The line containing "In the picture below, where can the turquoise" and every line after it, through the last, are to be extracted exactly; no other lines belong in the answer.

Saved entries

"""

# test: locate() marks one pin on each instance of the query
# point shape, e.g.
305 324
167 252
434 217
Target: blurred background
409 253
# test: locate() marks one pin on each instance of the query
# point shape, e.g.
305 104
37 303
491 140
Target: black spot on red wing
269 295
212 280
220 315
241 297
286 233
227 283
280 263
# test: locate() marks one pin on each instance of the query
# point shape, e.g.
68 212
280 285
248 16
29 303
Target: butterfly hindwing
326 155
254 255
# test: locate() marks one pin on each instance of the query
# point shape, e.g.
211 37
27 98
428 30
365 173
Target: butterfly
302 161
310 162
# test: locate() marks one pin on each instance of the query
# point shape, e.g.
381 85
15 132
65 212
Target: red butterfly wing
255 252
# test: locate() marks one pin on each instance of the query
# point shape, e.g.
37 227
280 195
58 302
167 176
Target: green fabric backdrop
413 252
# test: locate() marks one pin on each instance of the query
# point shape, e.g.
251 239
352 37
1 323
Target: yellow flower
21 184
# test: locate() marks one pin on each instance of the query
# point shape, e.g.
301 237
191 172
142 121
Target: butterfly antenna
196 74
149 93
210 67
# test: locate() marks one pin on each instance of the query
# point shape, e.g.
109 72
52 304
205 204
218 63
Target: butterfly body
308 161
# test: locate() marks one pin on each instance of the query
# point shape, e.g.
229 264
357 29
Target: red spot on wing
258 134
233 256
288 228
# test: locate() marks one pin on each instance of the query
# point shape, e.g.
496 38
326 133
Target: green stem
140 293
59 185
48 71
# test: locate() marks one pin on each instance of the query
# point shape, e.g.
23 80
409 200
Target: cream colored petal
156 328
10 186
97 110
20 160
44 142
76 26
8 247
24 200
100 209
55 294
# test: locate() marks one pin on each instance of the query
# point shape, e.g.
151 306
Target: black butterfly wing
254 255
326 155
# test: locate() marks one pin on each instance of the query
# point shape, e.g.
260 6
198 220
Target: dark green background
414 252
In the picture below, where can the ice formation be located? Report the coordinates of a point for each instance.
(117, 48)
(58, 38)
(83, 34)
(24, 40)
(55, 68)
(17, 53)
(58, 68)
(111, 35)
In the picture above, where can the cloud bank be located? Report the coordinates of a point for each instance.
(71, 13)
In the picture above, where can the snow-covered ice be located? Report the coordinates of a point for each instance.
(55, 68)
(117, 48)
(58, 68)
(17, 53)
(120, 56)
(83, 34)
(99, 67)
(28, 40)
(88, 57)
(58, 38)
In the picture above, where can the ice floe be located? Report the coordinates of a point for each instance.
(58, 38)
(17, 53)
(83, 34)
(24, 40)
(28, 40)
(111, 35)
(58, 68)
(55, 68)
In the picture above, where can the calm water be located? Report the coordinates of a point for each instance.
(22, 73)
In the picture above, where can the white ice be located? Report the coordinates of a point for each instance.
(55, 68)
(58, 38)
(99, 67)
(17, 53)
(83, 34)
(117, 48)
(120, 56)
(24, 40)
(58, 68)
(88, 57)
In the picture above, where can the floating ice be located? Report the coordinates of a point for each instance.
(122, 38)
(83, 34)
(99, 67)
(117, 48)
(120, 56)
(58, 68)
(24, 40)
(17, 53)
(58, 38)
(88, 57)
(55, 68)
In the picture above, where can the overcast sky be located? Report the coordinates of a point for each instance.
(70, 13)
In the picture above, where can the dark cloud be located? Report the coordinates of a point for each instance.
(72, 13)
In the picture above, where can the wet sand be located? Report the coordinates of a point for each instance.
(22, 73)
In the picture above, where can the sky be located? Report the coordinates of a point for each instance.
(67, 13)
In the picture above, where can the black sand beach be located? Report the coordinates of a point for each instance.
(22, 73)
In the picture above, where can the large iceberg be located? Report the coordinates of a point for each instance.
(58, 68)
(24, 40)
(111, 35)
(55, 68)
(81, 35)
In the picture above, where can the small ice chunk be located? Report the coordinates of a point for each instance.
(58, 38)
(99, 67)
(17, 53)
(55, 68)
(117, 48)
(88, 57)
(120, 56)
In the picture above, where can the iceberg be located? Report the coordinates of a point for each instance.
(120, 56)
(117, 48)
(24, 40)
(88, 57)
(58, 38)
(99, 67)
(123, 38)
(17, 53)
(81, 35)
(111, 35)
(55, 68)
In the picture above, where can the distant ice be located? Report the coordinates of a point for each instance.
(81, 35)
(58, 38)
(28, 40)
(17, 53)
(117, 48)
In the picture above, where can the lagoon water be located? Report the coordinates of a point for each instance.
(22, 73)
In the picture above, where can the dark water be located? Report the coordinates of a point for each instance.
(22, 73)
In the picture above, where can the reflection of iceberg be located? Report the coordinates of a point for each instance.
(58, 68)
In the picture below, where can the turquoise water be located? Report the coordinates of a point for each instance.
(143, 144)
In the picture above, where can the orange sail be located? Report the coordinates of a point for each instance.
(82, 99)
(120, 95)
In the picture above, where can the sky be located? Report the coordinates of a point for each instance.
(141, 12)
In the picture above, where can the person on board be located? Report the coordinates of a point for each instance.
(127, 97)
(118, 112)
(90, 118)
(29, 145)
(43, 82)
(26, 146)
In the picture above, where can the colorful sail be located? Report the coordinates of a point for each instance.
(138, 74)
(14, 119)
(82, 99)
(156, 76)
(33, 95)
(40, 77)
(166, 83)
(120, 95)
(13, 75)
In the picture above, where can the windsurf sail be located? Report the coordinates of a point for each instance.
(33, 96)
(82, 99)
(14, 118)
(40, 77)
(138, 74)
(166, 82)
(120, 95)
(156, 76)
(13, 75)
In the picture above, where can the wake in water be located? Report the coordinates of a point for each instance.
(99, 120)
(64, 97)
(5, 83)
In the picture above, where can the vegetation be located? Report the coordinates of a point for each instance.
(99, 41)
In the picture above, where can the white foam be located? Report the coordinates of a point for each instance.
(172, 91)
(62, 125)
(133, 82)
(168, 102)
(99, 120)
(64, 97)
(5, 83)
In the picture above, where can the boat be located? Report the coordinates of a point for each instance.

"""

*TASK ANSWER*.
In the picture below, where can the turquoise water be located? Report the coordinates of a point for each instance.
(143, 144)
In the picture above, where can the orange sail be located? Report the coordinates of a point for each instance.
(82, 99)
(120, 95)
In the picture above, where can the sky be located? Report the coordinates of a point for each instance.
(141, 12)
In the picture above, where can the person on board be located? Report the coordinates of a point for each instance.
(127, 97)
(118, 112)
(90, 118)
(29, 145)
(43, 82)
(26, 146)
In the picture above, where can the colorful sail be located? Report the coordinates of a point for each instance.
(138, 74)
(14, 119)
(82, 99)
(156, 76)
(33, 95)
(40, 77)
(166, 83)
(120, 95)
(13, 75)
In the picture above, where can the windsurf sail be located? Report the coordinates of a point for each instance.
(33, 96)
(82, 99)
(14, 118)
(40, 77)
(138, 74)
(166, 82)
(120, 95)
(156, 76)
(13, 75)
In the picture above, where can the wake in water be located? Report the coordinates of a point for each instance.
(99, 120)
(64, 97)
(5, 83)
In the picture above, where can the vegetation be located? Report the coordinates of a point for each instance.
(99, 41)
In the picture above, where can the white foam be located? Report the coordinates of a point for each instance.
(172, 91)
(62, 125)
(133, 82)
(168, 102)
(99, 120)
(64, 97)
(5, 83)
In the picture above, where can the boat be located? Report the coordinates of a point for each instance.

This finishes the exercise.